It's Valentine's month. It used to only last a day, but, like

Christmas, the preparations start earlier every year, so that by the

time the big day arrives, only a visitor from planet Zog could claim

ignorance of the most romantic date in the calendar. Or of the absolute

necessity of confirming your undying love on that day with a bunch of

colourful foliage. Such is the power of marketing.

No-one has a bigger stake in this market than Interflora, for whom

Valentine's Day is probably as important as Christmas to a Norfolk

turkey farmer - only without the giblets. Theirs was a brief to set even

the most hardened creative heart all of a flutter: remind people that

their relationship could be immeasurably improved with a quick phone

call or visit to the Interflora website. So what did they come up with?

'Tit elation' and 'Floral sex'. Now, I know that there is a connection

between giving good foliage and receiving carnal favours, but I ask you.

They'll be offering a guaranteed shag on all purchases over £30


Still unrequited, it's on to the week's big film. Big, at least, in

terms of budget and length (90 seconds). The Lloyds/TSB ad has lots of

famous people - some so newly famous I didn't recognise them - who have

all been asked a rather tortuous question: 'If you could bank a precious

moment (or a taste or a smell etc.), what would it be?' There then

follows a kind of Desert Island discs with visuals as they tell us. At

the end, the voice-over says: 'If you could bank with one bank we'd like

it to be us.' I'm sure they would. The trouble is, they haven't given me

one single persuasive reason to do so. 'We have a lot of little

improvements for this year' continues the voice, but unfortunately it

never tells us what those might be. One little improvement would be to

stop advertising unless, or until, there is a clear, differentiating

customer benefit to communicate.

◆ **GIVEN PROBLEM 1**
From the advertising column, list the things that the question in the Lloyds/TSB ad names as possible things to bank.
◆ **GIVEN PROBLEM 2**
According to the advertising column, how long is the Lloyds/TSB film?
◆ **GIVEN PROBLEM 3**
Resume the advertising column, picking up right after its last sentence.
The stored items that come next are separate material, unrelated to the advertising column.

(Stored items)
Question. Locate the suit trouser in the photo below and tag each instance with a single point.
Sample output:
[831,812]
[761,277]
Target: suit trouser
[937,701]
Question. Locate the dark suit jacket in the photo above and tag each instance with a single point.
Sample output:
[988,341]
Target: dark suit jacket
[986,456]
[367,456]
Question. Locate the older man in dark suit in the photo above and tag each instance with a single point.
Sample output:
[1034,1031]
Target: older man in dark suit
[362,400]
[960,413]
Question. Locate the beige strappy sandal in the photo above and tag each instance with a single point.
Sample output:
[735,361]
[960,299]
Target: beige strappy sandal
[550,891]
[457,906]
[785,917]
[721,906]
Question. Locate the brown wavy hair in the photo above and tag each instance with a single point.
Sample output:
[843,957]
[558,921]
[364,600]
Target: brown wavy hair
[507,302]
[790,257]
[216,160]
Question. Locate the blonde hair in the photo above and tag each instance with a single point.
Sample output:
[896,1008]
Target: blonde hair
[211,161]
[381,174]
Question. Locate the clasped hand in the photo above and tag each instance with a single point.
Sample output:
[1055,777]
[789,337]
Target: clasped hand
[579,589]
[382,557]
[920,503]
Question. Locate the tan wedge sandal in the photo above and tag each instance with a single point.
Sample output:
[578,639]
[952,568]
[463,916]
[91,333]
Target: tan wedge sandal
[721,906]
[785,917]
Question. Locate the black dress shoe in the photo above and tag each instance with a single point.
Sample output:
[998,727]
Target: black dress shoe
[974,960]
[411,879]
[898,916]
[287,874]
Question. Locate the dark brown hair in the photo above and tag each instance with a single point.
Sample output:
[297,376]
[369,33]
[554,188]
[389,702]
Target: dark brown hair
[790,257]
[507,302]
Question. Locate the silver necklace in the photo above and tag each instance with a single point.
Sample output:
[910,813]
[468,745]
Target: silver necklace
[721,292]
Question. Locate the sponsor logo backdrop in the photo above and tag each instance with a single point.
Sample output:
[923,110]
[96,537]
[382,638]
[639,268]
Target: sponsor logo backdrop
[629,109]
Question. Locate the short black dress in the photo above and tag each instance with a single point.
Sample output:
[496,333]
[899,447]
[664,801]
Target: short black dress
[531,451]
---
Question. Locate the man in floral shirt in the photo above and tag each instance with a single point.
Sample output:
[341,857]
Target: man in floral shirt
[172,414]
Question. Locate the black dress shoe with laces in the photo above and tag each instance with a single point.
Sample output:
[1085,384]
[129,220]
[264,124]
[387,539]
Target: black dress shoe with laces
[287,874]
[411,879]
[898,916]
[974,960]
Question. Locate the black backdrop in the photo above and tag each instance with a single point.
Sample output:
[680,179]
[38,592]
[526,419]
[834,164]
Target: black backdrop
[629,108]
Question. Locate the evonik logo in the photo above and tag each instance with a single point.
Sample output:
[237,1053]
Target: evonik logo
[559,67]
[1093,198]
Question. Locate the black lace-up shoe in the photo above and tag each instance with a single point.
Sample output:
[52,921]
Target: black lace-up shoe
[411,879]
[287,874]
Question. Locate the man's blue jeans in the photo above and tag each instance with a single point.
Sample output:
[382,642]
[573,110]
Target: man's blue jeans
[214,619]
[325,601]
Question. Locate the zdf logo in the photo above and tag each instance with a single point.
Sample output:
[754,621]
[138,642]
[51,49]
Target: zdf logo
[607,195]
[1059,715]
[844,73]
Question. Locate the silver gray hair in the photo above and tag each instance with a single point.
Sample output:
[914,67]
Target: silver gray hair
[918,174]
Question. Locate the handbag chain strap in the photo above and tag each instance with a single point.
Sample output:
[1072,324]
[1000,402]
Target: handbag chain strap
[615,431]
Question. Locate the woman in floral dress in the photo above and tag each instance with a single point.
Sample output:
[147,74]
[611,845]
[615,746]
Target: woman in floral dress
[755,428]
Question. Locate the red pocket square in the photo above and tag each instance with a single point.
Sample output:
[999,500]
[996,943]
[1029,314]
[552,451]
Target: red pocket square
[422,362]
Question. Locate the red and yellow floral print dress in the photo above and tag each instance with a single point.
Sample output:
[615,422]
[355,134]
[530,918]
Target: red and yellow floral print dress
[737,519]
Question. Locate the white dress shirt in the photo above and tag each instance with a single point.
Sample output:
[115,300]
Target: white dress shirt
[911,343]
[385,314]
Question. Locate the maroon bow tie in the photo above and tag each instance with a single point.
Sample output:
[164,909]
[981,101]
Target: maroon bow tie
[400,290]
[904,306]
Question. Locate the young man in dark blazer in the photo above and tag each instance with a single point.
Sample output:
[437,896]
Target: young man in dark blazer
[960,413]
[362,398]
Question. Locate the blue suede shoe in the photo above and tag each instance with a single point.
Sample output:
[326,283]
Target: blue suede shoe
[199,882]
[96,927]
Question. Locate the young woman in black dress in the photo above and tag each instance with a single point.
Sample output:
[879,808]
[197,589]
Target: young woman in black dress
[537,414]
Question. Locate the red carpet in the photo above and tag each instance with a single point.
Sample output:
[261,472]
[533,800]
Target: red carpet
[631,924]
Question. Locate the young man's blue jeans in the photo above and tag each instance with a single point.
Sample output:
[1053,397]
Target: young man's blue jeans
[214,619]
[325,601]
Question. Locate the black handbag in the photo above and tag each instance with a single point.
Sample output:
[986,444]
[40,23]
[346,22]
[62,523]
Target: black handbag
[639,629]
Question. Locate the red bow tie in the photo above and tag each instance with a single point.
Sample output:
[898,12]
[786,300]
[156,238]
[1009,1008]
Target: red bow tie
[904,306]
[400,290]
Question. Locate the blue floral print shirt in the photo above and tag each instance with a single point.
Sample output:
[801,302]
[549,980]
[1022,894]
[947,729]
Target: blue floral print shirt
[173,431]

◆ **REPLY 1**
A precious moment, a taste, and a smell.

◆ **REPLY 2**
90 seconds.

◆ **REPLY 3**
I must admit to having a soft spot for Audi. It has produced a

succession of beautifully wrought cars and the agency has wisely

followed in that slipstream, focusing on design as the single most

important thing to say about the brand. In this TV spot, lots of

different engine and body parts move around to music, eventually

assembling into the new Audi A4. Unlike the press advertising, which

compares various Audis favourably with great pieces of design from

around the world, this ad seems somehow to reduce the sum by

concentrating on the parts. Although the music builds to a heroic

finish, I'm still left with the unsatisfactory feeling that the ad could

have been made for almost any car brand.

When it comes to design, Adidas makes a stronger case, by saying much

less. On the face of it, they're both attempting the same thing, albeit

in different media. But the Adidas ads are fascinating pieces of design

in their own right, which makes the brand appear desirable without being

over-anxious to impress.

It's a brave advertiser who gives you a hero/presenter who is a totally

unappealing character. But that's what the Children's Tax Credit ads


We see a pushy parent berating all the other parents at the school bus

queue for not doing the right thing for their kids by getting their tax

credit entitlements. It's not exactly a heartwarming experience, but it

is a very effective piece of communication and, as intended, I

sympathised with the kid with the embarrassingly loud dad.

Sometimes you see a commercial which you hope will become a long-running

campaign, not just because it's good but because you can see lots of

other, possibly even better, ads in the idea. Cravendale milk had this


It's shot like a suspense thriller, and I watched, fascinated, as a herd

of cows tracks a shopper back to his flat. The tension mounts until the

final denouement and endline: 'So good, the cows want it back.' Now

that's what I call 'Tit elation'.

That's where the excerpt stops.